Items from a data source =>
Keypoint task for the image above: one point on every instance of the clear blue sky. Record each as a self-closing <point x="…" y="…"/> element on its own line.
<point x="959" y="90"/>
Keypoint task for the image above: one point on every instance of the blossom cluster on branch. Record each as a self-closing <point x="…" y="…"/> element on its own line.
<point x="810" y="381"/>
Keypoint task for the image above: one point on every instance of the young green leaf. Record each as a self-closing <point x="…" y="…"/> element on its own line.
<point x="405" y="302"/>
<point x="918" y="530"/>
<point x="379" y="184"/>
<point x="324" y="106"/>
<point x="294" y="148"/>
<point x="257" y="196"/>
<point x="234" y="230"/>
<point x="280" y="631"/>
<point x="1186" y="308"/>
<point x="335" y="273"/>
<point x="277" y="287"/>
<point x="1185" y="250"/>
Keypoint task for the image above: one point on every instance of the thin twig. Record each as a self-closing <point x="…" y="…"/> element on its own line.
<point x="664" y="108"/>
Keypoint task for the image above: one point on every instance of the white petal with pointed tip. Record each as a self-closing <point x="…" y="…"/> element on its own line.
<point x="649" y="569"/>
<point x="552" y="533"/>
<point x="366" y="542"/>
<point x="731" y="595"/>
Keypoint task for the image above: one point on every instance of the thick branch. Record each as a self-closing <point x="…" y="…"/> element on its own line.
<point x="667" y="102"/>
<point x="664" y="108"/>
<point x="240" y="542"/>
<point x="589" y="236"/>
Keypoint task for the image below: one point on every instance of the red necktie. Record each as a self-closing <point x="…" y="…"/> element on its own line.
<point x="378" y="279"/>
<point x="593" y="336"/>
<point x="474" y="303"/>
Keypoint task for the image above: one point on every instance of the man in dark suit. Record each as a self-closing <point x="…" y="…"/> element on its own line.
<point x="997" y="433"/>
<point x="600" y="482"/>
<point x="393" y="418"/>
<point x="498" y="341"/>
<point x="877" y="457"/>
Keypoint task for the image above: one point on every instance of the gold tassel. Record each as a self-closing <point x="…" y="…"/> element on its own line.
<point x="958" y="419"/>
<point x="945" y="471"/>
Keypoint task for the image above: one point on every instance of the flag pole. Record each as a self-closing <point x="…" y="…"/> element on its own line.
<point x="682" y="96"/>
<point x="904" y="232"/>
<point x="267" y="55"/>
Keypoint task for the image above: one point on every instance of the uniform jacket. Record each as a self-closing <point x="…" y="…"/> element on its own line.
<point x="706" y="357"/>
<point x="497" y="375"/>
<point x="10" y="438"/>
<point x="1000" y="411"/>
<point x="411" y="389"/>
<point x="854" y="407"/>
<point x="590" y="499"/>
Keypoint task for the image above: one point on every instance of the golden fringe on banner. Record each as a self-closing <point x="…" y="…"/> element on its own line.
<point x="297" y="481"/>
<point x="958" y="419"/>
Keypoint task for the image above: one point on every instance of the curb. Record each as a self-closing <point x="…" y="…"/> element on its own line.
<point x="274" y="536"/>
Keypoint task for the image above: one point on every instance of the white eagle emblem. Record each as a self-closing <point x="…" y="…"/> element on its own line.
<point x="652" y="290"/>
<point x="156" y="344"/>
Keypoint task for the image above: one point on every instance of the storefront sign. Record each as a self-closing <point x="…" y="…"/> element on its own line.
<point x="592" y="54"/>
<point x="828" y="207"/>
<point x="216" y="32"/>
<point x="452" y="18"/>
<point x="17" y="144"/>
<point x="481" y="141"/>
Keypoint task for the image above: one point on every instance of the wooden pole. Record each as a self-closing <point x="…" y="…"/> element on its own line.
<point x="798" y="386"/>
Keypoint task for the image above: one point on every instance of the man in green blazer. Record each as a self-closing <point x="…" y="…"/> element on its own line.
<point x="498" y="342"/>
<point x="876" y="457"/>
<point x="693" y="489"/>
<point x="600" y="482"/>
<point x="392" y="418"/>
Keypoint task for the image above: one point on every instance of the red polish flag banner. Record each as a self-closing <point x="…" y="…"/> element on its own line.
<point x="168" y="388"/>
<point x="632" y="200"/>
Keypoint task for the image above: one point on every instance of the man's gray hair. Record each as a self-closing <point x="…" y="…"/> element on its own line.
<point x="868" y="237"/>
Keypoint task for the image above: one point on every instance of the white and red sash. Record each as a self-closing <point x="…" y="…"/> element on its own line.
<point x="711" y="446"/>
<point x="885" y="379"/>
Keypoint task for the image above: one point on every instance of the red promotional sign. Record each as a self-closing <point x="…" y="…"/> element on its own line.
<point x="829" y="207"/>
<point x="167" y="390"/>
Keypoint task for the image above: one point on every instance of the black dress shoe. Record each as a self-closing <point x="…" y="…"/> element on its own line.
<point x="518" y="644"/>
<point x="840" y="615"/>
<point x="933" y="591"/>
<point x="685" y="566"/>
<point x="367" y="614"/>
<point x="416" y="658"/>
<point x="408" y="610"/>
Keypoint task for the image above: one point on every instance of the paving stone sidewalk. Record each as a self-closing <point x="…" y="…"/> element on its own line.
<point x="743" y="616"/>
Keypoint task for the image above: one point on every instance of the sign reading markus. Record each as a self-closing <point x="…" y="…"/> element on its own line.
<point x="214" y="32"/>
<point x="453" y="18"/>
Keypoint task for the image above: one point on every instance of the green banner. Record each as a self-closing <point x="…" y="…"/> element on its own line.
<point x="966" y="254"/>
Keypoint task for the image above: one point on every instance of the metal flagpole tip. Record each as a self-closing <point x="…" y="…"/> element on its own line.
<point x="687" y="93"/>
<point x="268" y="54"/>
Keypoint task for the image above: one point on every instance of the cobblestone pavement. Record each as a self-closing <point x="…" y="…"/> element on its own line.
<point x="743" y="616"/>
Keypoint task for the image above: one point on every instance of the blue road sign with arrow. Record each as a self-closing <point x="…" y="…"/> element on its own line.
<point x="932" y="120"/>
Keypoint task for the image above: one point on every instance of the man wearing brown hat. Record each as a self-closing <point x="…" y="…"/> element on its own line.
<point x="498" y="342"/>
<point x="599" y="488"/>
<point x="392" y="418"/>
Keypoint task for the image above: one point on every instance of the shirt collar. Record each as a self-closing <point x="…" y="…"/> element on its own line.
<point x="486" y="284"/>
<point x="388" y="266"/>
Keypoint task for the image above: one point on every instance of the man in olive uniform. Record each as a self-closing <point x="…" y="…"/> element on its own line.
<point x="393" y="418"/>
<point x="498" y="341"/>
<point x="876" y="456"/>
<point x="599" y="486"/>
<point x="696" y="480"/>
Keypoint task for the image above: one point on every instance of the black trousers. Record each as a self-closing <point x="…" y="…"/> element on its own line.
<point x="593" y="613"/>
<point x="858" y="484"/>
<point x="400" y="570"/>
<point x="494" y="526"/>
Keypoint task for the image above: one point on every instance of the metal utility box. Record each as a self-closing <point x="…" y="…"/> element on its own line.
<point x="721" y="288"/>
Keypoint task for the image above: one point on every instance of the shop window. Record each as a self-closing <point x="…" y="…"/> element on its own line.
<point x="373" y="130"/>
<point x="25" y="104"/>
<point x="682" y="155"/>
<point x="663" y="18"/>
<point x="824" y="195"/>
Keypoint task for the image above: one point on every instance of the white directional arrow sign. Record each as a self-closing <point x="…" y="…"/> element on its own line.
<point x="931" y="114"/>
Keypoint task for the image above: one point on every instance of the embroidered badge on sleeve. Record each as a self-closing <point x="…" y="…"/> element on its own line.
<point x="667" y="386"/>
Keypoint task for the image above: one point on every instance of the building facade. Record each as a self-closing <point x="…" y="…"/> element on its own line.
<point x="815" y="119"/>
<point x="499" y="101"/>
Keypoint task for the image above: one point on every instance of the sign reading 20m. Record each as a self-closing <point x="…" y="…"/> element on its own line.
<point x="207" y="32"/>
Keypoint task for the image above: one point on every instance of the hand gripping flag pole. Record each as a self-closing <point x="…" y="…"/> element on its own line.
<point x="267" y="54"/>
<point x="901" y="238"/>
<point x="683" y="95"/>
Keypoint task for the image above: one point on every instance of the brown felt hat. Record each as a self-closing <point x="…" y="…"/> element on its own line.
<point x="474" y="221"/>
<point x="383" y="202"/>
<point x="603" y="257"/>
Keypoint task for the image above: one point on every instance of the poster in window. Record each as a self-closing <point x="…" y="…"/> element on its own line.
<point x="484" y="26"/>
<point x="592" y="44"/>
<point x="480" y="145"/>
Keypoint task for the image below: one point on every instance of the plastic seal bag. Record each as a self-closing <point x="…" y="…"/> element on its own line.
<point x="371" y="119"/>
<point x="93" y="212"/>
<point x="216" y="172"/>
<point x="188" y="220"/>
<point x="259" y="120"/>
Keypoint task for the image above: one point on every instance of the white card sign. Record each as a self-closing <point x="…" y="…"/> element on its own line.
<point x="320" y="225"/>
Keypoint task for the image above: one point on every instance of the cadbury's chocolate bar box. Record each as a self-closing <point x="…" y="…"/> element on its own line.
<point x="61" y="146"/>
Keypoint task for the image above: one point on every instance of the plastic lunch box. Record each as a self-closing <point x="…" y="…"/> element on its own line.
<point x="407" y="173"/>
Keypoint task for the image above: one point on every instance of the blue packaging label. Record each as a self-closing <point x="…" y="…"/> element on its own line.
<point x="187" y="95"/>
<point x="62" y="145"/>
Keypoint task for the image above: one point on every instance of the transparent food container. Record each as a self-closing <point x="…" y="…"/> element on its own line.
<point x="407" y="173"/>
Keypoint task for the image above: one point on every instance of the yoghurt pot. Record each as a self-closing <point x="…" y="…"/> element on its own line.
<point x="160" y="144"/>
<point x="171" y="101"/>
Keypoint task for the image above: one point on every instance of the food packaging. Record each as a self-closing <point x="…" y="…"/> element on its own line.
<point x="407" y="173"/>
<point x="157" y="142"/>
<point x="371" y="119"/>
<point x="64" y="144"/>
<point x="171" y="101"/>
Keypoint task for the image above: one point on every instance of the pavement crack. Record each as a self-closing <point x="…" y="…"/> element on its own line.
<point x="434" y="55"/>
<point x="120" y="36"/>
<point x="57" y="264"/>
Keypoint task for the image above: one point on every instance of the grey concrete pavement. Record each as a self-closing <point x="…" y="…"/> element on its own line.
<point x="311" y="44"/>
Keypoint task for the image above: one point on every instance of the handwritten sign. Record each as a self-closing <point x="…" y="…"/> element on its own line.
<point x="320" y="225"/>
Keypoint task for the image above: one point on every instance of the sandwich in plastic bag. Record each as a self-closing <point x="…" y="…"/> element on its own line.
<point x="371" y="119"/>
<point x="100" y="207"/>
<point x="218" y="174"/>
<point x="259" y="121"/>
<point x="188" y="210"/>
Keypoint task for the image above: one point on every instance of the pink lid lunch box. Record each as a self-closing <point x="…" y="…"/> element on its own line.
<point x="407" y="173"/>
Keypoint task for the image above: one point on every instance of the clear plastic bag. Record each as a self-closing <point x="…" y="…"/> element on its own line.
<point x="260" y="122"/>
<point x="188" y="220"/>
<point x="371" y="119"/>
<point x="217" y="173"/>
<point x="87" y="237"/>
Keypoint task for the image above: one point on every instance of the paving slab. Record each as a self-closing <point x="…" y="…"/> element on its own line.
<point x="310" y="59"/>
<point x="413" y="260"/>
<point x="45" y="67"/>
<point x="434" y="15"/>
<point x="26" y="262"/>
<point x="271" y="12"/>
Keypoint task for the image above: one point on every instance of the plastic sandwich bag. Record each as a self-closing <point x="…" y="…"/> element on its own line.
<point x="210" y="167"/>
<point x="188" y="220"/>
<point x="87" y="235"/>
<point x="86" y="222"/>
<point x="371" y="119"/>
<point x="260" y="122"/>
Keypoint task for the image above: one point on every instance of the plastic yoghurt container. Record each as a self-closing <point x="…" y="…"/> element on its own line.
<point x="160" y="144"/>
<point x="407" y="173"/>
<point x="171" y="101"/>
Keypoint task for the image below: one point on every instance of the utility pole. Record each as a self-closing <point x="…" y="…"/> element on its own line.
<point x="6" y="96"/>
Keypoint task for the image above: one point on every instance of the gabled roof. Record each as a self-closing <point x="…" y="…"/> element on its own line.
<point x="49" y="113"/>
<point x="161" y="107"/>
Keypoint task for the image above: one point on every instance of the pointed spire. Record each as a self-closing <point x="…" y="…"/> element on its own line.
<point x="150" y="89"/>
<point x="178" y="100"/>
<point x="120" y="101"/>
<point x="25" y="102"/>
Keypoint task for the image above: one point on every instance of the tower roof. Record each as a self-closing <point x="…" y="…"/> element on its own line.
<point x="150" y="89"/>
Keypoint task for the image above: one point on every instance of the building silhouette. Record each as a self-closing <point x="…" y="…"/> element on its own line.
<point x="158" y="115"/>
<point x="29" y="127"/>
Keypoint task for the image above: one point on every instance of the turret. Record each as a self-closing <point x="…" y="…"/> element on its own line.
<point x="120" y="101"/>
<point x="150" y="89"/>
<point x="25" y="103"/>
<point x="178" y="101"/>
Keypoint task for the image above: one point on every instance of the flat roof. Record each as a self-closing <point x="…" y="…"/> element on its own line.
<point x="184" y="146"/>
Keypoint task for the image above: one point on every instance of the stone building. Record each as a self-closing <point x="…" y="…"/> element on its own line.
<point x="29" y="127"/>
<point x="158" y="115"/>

Problem details => Produce an exact repeat of the lines from the one containing "of the turret." through the last line of the data, and nothing more.

Output of the exercise =>
Keypoint task for the image above: one point on every instance of the turret. Record each as a self-closing <point x="…" y="…"/> element on its own line.
<point x="120" y="101"/>
<point x="150" y="89"/>
<point x="25" y="103"/>
<point x="178" y="101"/>
Keypoint task for the image above: one point on every instance of the flat roof. Record each as a self-closing <point x="…" y="…"/> element on its own line.
<point x="184" y="146"/>
Keypoint task for the image above: one point on every instance of the stone building. Record each as a self-closing <point x="…" y="…"/> element on its own line.
<point x="29" y="127"/>
<point x="158" y="115"/>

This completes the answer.